TASK TO CARRY OUT: The data should be written out in full, exactly as it stands, and the pictures dropped.

STUDY MATERIAL:
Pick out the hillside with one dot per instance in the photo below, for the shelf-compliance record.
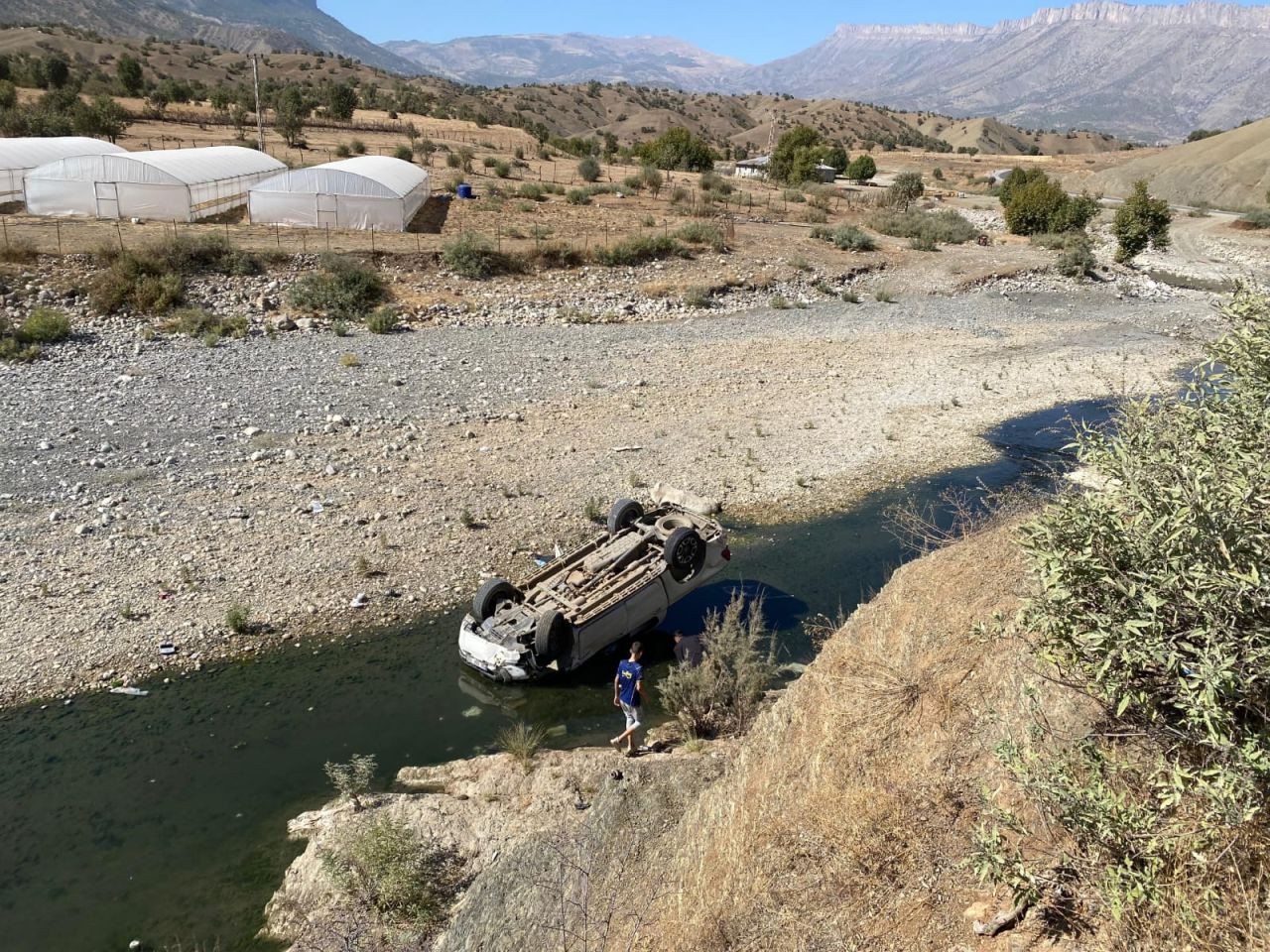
(1230, 171)
(572, 58)
(627, 112)
(1139, 71)
(245, 26)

ANSWER SECTION:
Pick out the hillside with one dot per instance in the photo below, for the shelf-compliance record.
(1230, 171)
(572, 58)
(627, 112)
(1139, 71)
(245, 26)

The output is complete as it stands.